→ **Supplied material**:
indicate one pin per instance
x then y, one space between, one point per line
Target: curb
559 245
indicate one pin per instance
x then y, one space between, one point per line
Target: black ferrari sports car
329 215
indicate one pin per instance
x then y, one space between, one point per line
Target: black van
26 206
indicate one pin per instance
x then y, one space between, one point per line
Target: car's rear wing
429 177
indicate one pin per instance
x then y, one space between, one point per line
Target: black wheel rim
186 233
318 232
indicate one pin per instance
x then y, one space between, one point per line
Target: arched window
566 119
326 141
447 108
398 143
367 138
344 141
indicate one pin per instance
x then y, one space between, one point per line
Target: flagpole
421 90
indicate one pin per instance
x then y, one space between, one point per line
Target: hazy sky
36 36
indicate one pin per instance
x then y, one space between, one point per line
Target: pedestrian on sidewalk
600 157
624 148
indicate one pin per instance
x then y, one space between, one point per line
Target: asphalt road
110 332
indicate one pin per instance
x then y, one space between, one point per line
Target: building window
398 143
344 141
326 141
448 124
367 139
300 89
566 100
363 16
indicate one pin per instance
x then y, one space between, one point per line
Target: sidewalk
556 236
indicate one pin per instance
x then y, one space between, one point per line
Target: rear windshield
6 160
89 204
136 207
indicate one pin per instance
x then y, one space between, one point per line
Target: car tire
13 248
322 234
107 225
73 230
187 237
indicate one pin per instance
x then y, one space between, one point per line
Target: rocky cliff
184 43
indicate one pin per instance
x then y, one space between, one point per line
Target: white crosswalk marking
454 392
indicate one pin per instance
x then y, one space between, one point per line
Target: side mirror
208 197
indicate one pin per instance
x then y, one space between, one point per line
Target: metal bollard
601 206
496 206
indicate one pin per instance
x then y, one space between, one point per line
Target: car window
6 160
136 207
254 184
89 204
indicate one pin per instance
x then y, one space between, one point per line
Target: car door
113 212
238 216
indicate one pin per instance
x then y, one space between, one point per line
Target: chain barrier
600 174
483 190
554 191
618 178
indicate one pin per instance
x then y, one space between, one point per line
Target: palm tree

→ **Given exercise**: Without leaving anything out, give the entries again exactly.

→ **Reply to the exercise**:
indicate one pin per instance
x then y, one space between, one point per line
Target: curb
559 245
indicate one pin per instance
x then y, one space between, one point per line
Target: black ferrari sports car
329 215
indicate one pin per instance
x then y, one space between, one point per line
Target: black van
26 206
indicate one pin per instance
x then y, one space between, one point per line
Target: car's rear wing
429 177
indicate one pin per instance
x then y, one space between, one point per line
Target: black wheel rim
186 233
318 232
indicate one pin per instance
x then y, one space between, one point per line
Target: arched window
566 119
326 141
447 108
398 143
367 138
344 141
indicate one pin per instance
x then y, one space between, one point per line
Target: flagpole
421 90
indicate one pin per instance
x then y, one space between, one point per line
Target: hazy sky
36 36
indicate one pin per instance
x then y, one space between, one point per line
Target: pedestrian on sidewalk
600 157
624 148
indicate one pin per instance
x then y, one space between, one point per line
Target: asphalt road
110 332
indicate one pin per instance
x then y, one space between, one point per line
Target: building window
398 143
344 141
326 141
448 124
367 139
300 89
566 100
363 16
indicate one pin per instance
x then y, one space between, one point per line
Target: sidewalk
556 236
indicate one pin per instance
x then y, one space between, one point per line
Target: rear windshield
6 160
89 204
136 207
indicate one pin per instance
x then y, one space between, one point per line
Target: car tire
13 248
322 234
107 225
73 230
187 237
indicate one pin per instance
x then y, one space between, one point per line
Target: rocky cliff
184 43
indicate one pin per instance
x then y, one space between, one point per line
Target: white crosswalk marking
454 392
indicate one pin per instance
x then y, one space between, one point per line
Target: side mirror
208 197
indicate one pin per instance
x then y, one space between, one point per line
Target: metal bollard
601 206
496 206
indicate one pin per instance
x then y, one space between, one point per line
Target: car window
6 160
136 207
254 184
89 204
indicate one pin per instance
x then y, one space between, one point per line
Target: car door
113 212
238 216
indicate one pin per instance
x then y, one space between, one point per line
Target: chain barrier
600 174
483 190
554 191
618 178
indicate one pin per instance
x then y, one space between, one point per line
Target: palm tree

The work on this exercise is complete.